**Region pointing data:**
######

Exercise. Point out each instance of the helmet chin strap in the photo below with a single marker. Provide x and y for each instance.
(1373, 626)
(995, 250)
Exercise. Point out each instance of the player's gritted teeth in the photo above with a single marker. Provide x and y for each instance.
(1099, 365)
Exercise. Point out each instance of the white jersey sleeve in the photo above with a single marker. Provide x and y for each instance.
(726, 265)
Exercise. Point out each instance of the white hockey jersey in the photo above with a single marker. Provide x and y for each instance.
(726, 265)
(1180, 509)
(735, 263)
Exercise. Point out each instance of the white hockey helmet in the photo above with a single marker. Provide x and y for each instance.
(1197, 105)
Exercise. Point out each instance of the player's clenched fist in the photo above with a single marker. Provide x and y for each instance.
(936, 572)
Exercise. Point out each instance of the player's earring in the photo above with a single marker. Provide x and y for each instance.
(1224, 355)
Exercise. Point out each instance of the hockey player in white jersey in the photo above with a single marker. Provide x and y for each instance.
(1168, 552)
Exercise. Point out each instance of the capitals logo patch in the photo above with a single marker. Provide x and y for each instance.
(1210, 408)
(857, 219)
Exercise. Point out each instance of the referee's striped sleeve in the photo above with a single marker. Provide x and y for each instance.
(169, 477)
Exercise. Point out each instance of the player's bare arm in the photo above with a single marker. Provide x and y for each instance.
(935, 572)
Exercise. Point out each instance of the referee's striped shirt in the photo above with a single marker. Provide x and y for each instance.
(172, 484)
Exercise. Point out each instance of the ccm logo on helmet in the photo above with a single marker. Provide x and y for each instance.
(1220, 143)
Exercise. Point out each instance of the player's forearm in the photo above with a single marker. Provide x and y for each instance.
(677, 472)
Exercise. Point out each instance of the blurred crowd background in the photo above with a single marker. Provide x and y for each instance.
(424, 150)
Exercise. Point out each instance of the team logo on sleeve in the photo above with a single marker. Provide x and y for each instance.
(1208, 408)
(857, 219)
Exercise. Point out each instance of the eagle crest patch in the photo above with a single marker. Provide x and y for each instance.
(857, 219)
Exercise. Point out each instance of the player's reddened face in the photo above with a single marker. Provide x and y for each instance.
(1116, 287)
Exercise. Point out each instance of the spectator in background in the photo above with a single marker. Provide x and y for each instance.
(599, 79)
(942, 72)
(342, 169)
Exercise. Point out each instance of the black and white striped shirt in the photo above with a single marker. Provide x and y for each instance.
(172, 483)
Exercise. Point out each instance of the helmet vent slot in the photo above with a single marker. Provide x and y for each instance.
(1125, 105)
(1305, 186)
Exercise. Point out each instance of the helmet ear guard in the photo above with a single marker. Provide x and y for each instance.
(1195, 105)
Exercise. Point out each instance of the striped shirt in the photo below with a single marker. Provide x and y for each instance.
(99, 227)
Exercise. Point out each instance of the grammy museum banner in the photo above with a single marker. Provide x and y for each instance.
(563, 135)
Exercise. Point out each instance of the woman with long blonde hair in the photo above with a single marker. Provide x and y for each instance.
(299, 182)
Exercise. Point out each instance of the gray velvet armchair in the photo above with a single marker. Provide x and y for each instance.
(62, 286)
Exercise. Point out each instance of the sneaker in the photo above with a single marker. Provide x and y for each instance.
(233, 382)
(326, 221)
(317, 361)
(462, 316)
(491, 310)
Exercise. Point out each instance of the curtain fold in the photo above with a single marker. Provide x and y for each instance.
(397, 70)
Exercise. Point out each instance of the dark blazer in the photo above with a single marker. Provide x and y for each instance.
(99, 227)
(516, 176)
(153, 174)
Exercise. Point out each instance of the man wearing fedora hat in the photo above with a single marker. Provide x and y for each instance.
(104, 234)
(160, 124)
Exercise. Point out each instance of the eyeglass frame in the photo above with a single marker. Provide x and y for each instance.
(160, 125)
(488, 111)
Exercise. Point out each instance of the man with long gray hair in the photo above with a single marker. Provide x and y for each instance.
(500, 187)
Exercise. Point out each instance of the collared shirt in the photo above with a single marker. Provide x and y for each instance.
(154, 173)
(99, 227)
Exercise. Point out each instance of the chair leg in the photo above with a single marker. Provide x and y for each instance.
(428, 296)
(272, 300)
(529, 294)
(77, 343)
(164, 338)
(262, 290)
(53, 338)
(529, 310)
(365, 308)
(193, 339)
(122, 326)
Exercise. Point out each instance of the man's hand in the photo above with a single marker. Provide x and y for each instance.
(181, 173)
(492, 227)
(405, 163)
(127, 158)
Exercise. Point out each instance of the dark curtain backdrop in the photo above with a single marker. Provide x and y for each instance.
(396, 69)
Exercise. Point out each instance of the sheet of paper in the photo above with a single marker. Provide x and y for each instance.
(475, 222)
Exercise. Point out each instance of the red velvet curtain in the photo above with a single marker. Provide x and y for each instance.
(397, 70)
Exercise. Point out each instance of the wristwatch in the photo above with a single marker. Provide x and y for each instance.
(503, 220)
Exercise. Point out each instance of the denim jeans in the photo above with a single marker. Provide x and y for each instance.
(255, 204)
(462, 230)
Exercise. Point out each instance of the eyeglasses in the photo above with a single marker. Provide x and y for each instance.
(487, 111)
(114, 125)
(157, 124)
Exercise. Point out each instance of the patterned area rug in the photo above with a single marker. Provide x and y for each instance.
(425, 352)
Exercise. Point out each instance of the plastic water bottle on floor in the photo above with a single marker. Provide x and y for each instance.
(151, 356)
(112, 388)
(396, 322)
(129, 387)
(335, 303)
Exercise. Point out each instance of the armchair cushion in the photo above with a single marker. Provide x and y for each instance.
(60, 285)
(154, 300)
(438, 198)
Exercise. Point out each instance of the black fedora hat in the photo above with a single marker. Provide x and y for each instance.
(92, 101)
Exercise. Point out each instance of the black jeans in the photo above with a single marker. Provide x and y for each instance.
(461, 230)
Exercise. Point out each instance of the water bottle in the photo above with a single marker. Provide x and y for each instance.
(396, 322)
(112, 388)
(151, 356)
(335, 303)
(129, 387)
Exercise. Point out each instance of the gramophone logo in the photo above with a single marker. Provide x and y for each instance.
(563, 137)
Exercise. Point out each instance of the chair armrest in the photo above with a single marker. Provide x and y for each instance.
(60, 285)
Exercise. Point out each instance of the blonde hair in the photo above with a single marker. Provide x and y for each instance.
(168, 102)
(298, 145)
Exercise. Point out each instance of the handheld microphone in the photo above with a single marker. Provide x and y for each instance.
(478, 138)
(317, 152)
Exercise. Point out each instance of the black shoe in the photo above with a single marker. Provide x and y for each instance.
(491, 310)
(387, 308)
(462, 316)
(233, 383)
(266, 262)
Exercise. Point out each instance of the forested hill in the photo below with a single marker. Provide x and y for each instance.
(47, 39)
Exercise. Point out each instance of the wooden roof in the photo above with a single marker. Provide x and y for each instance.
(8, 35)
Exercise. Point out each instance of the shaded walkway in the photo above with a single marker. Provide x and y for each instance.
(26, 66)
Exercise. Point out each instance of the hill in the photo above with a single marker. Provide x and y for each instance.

######

**Directions for this task:** Go through the records and set every one down exactly.

**Solution to this problem:**
Exercise. Point out each instance of the helmet chin strap in the photo below with a single marker. Provide x and y for each instance.
(1373, 626)
(995, 250)
Exercise. Point out each instance of the player's gritted teeth in the photo above with a single marker. Provide x and y for each instance.
(1099, 365)
Exercise. Point out each instance of the white jersey sleeve in the photo above with a single marker. Provide x and y for each instance.
(726, 265)
Exercise. Point out each instance of the white hockey jersey in the photo above with a single marker. Provide x and y for each instance.
(726, 265)
(1180, 509)
(735, 263)
Exercise. Point out each instance of the white hockey helmet in the photo above with a single marker. Provide x and y for each instance.
(1197, 105)
Exercise. Point out each instance of the player's clenched fist in the photo above with a single marker. Provide x and y for each instance.
(936, 572)
Exercise. Point out each instance of the player's earring in the photo above with a single marker. Provide x and y for each instance.
(1224, 355)
Exercise. Point out each instance of the hockey player in white jersey in the photo above with a single marker. Provide x and y for each instance.
(1168, 552)
Exercise. Point out each instance of the capitals logo patch in the photo above with a single marker. Provide x and y for each instance.
(1210, 408)
(857, 219)
Exercise. Point out each instance of the referee's striped sleeve in the photo above with a single marker. Provide x and y for each instance.
(169, 477)
Exercise. Point out each instance of the player's bare arm in the photo above with a single marker. Provide x and y for each instance.
(935, 572)
Exercise. Point out each instance of the referee's striped shirt in the photo above with a single marker. Provide x and y for each instance.
(172, 484)
Exercise. Point out each instance of the ccm logo on helmet in the photo above with a single marker. Provide x and y for each instance.
(1220, 143)
Exercise. Point out each instance of the player's forearm in the photo above with a single marker. Provide x and y for each instance.
(677, 472)
Exercise. Point out each instance of the blurred crowd background in the photo above with a single marker. Provide x and y for each instance.
(424, 150)
Exercise. Point out each instance of the team logo on sleeve in the photo above with a single marker. Provide x and y for each instance.
(1208, 408)
(857, 219)
Exercise. Point out each instance of the eagle crest patch in the photo above with a single marker. Provide x and y for each instance.
(857, 219)
Exercise. Point out each instance of the player's reddened face in the photo above with a single marker. Provide x and y for each instance.
(1116, 287)
Exercise. Point out each instance of the spectator in background in the photo above with a single marker. Provide x and y for each instance.
(599, 79)
(942, 72)
(342, 169)
Exercise. Point out each instance of the black and white striped shirt in the photo above with a single marker. Provide x and y for each instance.
(172, 483)
Exercise. Point out each instance of the helmet vent slot in the photo above with a single marker. Provide x and y for each instance.
(1125, 105)
(1305, 186)
Exercise. Point out each instance of the helmet ear guard in the photo above with a single marker. Provide x and y for each instance.
(1195, 105)
Exercise. Point out each instance of the striped shirt in the photo below with a single marker. Provide x and y for each instance.
(99, 227)
Exercise. Point out each instance of the grammy museum banner in the photo above with a single marker. Provide x and y for each instance.
(563, 135)
Exercise. Point out each instance of the woman with long blonde hair in the photo above with a single marker. Provide x and y for each instance.
(299, 182)
Exercise. Point out each instance of the gray velvet armchair in the photo above with a single marker. Provide x and y for each instance.
(62, 286)
Exercise. Point out each instance of the sneaker in the photo above with a single marker. Provide x and y for each instance.
(233, 382)
(326, 221)
(317, 361)
(462, 316)
(491, 310)
Exercise. Point out each instance of the curtain fold in the photo above with a single marker. Provide x and y for each instance.
(397, 70)
Exercise. Point out each instance of the dark blazer in the photo above with a single marker. Provide x and y for each instance.
(99, 227)
(516, 176)
(153, 174)
Exercise. Point out each instance of the man wearing fedora hat in the photo above with a single marker. Provide x and y for each instance.
(104, 234)
(160, 124)
Exercise. Point out each instance of the eyeglass frame in the photo above with a single marker. Provide x and y for each instance.
(160, 125)
(488, 111)
Exercise. Point out each instance of the man with long gray hair in the photo above with a single marker. Provide x and y for each instance.
(500, 187)
Exercise. Point out each instance of the collared shirt in the photo above with a single marker. Provide x and y for each instance.
(154, 173)
(99, 227)
Exercise. Point out each instance of the chair leg in the photo above with a single marker. Provide x and y for each instance.
(428, 296)
(272, 300)
(529, 294)
(77, 343)
(164, 338)
(262, 290)
(53, 338)
(529, 310)
(365, 308)
(193, 339)
(122, 326)
Exercise. Point out each instance of the man's hand in the photo above with a single marker. Provide x and y for each instance.
(181, 173)
(492, 227)
(405, 163)
(127, 158)
Exercise. Point out each instance of the dark curtain backdrop in the photo above with a single marker. Provide x and y for each instance.
(396, 69)
Exercise. Point out each instance of the sheet of paper in the photo above with a single marker. Provide x and y for each instance.
(475, 222)
Exercise. Point out each instance of the red velvet curtain in the photo above with a single marker. Provide x and y for each instance.
(397, 70)
Exercise. Point out each instance of the wristwatch in the photo above with a single marker. Provide x and y for each instance.
(503, 220)
Exercise. Point out each instance of the denim jeans in the photo above with a single marker. Provide x and y for each instance.
(255, 204)
(462, 230)
Exercise. Point out each instance of the eyeglasses in the photo above with a single marker. Provide x and y for each instance.
(487, 111)
(114, 125)
(157, 124)
Exercise. Point out each instance of the patterned area rug in the photo above with a single marker. Provide x and y for each instance.
(425, 352)
Exercise. Point out each instance of the plastic water bottle on floor in the photo above with a single marker. Provide x and y for each instance.
(151, 356)
(112, 388)
(396, 322)
(129, 387)
(335, 303)
Exercise. Point out each instance of the armchair cushion in the photo above with a single marker. Provide x and y for each instance.
(60, 285)
(154, 300)
(438, 198)
Exercise. Point out each instance of the black fedora hat in the photo above with a single marker. Provide x and y for each instance.
(92, 101)
Exercise. Point out each instance of the black jeans in the photo above with a single marker. Provide x and y for each instance.
(461, 230)
Exercise. Point out each instance of the water bottle in the photo above with a single marker. Provide x and y for each instance.
(396, 322)
(112, 388)
(151, 356)
(335, 303)
(129, 387)
Exercise. Point out each instance of the gramophone logo in the photo above with a single marker. Provide x and y for each instance.
(563, 137)
Exercise. Point out each instance of the chair armrest in the photo above with a single marker. Provide x and y for each instance.
(60, 285)
Exercise. Point out each instance of the blonde hair in the photo above with a single marker. Provide x and y for each instance.
(168, 102)
(298, 145)
Exercise. Point out each instance of the handheld microphone in the photo above with a single marker. Provide x and y for each instance.
(478, 138)
(317, 152)
Exercise. Point out each instance of the black shoe in the photo above with a single marker. Provide x and y for each instance.
(491, 310)
(387, 308)
(462, 316)
(233, 383)
(266, 262)
Exercise. Point out each instance of the forested hill in the photo below with a single marker. Provide x and y for each instance.
(47, 39)
Exercise. Point out each instance of the wooden roof in the photo above with a single marker. Provide x and y for each instance.
(8, 35)
Exercise. Point out each instance of the shaded walkway in the photo above with a single marker. Provide x and y for each instance.
(26, 66)
Exercise. Point out each instance of the hill in the photo above with a single marker. Provide x and y for each instance.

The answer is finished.